**ЗАДАНИЕ 1:** Кто, согласно фрагменту, был сценаристом фильма Александра Сокурова «Телец»?

**ПРЕДОСТАВЛЕННЫЙ ФРАГМЕНТ:**
+++++

Да и сегодня мы говорим «Шаламов», а подразумеваем «Колымские рассказы», и никак иначе! И при чем тут, спрашивается, завещание Ленина?
Во-вторых, с самим этим так называемым завещанием (за распространение которого и получил первый срок Шаламов) история, мягко говоря, запутанная.
Его скрывали (от партийных и уж подавно от народных масс), за него сажали, сам факт его существования отрицали – с тем чтобы впоследствии не раз и не два использовать его во всевозможных политических играх.
Вопрос в другом: а принимали ли это «завещание» всерьез – именно и только как последнюю политическую волю вождя? На сей счет имеются самые серьезные сомнения.
Ведь Ленин тогда был уже смертельно болен. В том числе и психически (что карикатурно представлено в фильме Александра Сокурова «Телец», сценаристом которого был один из авторов сценария «Завещания Ленина» Юрий Арабов). И при всем безмерном уважении отнеслись соратники к его торопливой почеркушке (продиктованной сиюминутной личной обидой на Сталина) с такой же не больно-то затаенной иронией, с какой воспринимали даже самые верные ельциноиды очередную «загогулину» или «рокировочку» своего без устали работающего над документами вождя.
К тому же, смысл «завещания», в исторической перспективе обернувшегося пророчеством, был на тот момент крайне анекдотичен. Должность генсека партии, с которой и призывал за «грубость» сместить Сталина В.И. Ленин, была сравнительно незначительной – что-то вроде управделами президентской администрации «на нынешние деньги» (как раз с такого поста и можно сместить за грубость) – и для Троцкого, займи он ее, обернулась бы безусловным понижением.

+++++

(Примеры обнаружения)
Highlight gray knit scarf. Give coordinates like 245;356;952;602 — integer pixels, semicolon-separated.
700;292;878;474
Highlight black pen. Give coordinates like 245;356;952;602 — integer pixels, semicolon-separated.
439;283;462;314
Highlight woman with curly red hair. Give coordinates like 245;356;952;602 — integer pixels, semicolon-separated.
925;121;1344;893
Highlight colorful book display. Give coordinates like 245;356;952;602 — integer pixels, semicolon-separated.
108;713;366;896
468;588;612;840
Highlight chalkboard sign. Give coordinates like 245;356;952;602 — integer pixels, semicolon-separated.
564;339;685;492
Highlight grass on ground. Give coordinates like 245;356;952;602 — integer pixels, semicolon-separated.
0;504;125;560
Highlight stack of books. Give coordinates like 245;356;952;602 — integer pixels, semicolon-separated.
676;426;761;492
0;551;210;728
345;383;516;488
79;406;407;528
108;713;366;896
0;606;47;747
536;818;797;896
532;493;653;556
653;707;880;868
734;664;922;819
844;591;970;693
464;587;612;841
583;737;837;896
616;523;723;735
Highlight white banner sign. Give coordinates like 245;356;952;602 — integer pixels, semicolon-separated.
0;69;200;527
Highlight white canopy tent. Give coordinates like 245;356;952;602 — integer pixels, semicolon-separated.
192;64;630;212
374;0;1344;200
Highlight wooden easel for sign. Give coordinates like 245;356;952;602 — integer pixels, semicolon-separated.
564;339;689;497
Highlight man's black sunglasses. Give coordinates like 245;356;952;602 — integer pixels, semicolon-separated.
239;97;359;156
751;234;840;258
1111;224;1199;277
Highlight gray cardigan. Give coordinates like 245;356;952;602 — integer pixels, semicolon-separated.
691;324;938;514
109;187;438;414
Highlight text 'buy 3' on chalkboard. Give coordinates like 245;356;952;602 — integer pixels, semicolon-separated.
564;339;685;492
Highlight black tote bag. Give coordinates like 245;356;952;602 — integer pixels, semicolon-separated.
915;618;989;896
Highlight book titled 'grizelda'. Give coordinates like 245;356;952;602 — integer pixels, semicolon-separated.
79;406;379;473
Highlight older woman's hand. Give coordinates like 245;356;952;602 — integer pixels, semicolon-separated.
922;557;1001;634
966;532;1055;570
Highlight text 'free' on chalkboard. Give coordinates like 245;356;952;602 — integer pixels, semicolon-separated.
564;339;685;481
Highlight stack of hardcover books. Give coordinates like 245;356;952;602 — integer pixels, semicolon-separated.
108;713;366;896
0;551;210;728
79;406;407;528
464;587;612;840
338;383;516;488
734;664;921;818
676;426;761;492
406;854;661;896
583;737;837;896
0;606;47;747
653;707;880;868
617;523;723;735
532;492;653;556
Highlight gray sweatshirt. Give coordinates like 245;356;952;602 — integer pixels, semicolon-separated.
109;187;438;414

+++++

**ЗАДАНИЕ 2:** Перепишите записи, начиная со строки, содержащей «Highlight black tote», и заканчивая строкой, содержащей «966;532;1055;570». Запросы сохраните, а к каждой координате в ответах прибавьте -14.

**РЕШЕНИЕ 1:** Юрий Арабов.

**РЕШЕНИЕ 2:**
Highlight black tote bag. Give coordinates like 245;356;952;602 — integer pixels, semicolon-separated.
901;604;975;882
Highlight book titled 'grizelda'. Give coordinates like 245;356;952;602 — integer pixels, semicolon-separated.
65;392;365;459
Highlight older woman's hand. Give coordinates like 245;356;952;602 — integer pixels, semicolon-separated.
908;543;987;620
952;518;1041;556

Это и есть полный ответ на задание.